**WHAT YOU NEED TO DO**
Look for the line containing "Target: palm tree trunk" in the entries below, then print that line and all that follow it exactly.

**DATA PROVIDED**
################

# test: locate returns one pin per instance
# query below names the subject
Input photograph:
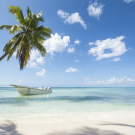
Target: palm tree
(29, 35)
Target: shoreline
(117, 126)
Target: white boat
(23, 90)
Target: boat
(23, 90)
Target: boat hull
(22, 90)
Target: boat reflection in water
(23, 90)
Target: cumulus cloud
(35, 59)
(95, 9)
(71, 19)
(56, 43)
(77, 41)
(116, 59)
(71, 50)
(70, 69)
(76, 60)
(128, 1)
(20, 81)
(62, 14)
(113, 80)
(41, 73)
(115, 45)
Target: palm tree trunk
(3, 56)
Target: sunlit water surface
(73, 102)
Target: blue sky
(92, 44)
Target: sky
(92, 44)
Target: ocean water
(65, 103)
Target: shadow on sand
(8, 128)
(87, 131)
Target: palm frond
(11, 42)
(6, 27)
(15, 28)
(17, 11)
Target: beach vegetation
(28, 35)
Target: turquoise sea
(68, 102)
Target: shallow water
(69, 101)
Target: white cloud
(115, 45)
(128, 1)
(95, 9)
(20, 81)
(113, 80)
(70, 69)
(62, 14)
(73, 18)
(77, 41)
(71, 50)
(41, 73)
(116, 59)
(56, 43)
(86, 78)
(35, 59)
(76, 60)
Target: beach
(69, 111)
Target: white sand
(106, 126)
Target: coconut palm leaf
(29, 35)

################

**ANSWER FOR THE TASK**
Target: palm tree trunk
(3, 56)
Target: sunlit water surface
(73, 102)
Target: blue sky
(92, 44)
Target: sky
(92, 44)
Target: ocean water
(65, 103)
Target: shadow on sand
(8, 128)
(87, 131)
Target: palm frond
(11, 42)
(6, 27)
(15, 28)
(17, 11)
Target: beach vegetation
(28, 35)
Target: turquoise sea
(68, 102)
Target: shallow water
(69, 101)
Target: white cloud
(115, 45)
(128, 1)
(95, 9)
(20, 81)
(113, 80)
(70, 69)
(62, 14)
(73, 18)
(77, 41)
(71, 50)
(41, 73)
(116, 59)
(56, 43)
(86, 78)
(35, 59)
(76, 60)
Target: beach
(69, 111)
Target: white sand
(106, 126)
Target: coconut palm leaf
(29, 35)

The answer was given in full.